--- Short task ---
Extract every line of text from all the rows below, reproducing each one word for word and leaving the pictures out.

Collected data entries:
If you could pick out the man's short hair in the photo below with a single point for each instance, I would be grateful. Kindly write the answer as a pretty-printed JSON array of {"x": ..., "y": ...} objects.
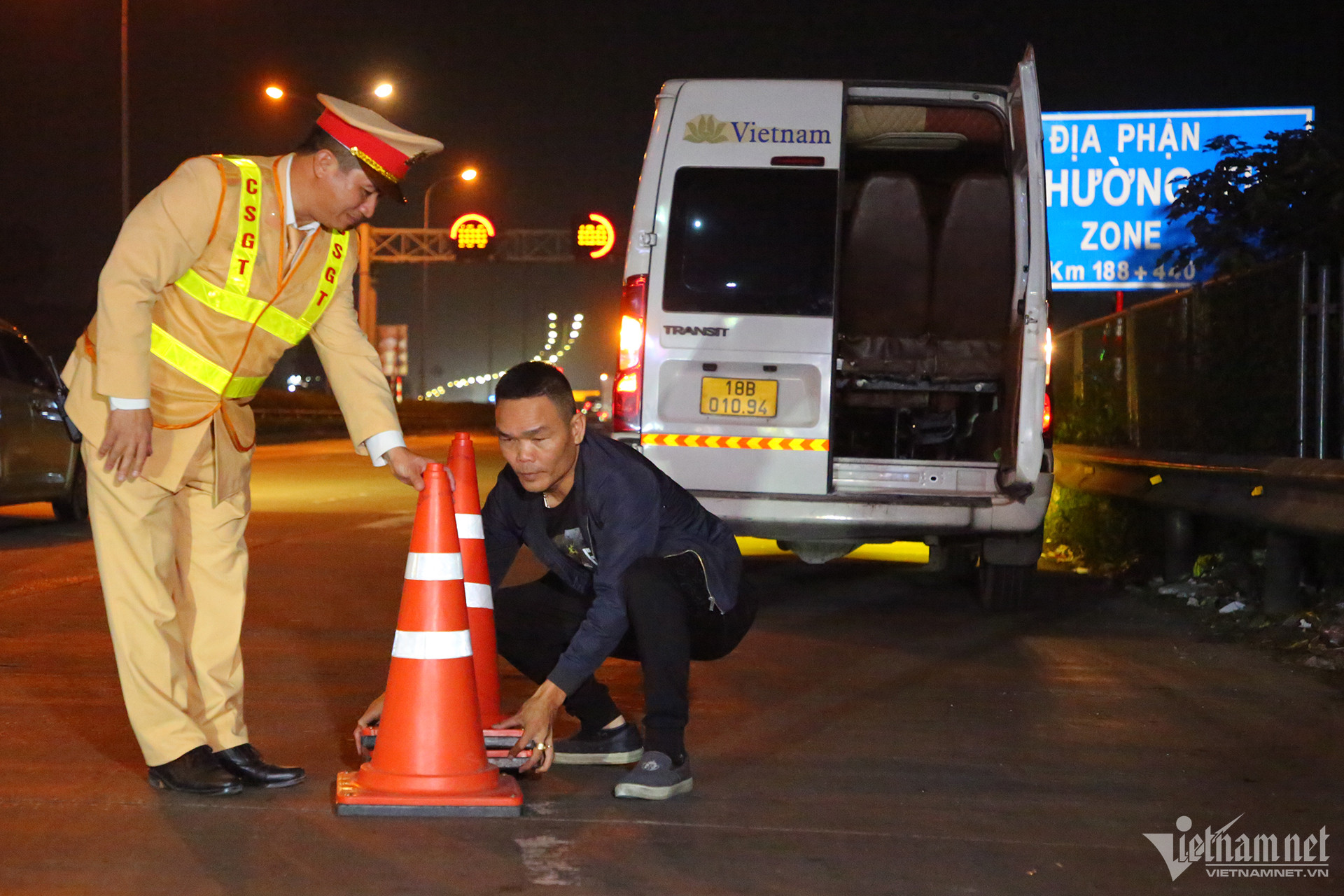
[
  {"x": 534, "y": 379},
  {"x": 319, "y": 140}
]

--- Problem solution ---
If you could pick out the man's short hair in the photo below with a single point for each instance, I would be grateful. Kindly write the answer as a pretty-printed JSON array of {"x": ..., "y": ...} objects.
[
  {"x": 534, "y": 379},
  {"x": 319, "y": 140}
]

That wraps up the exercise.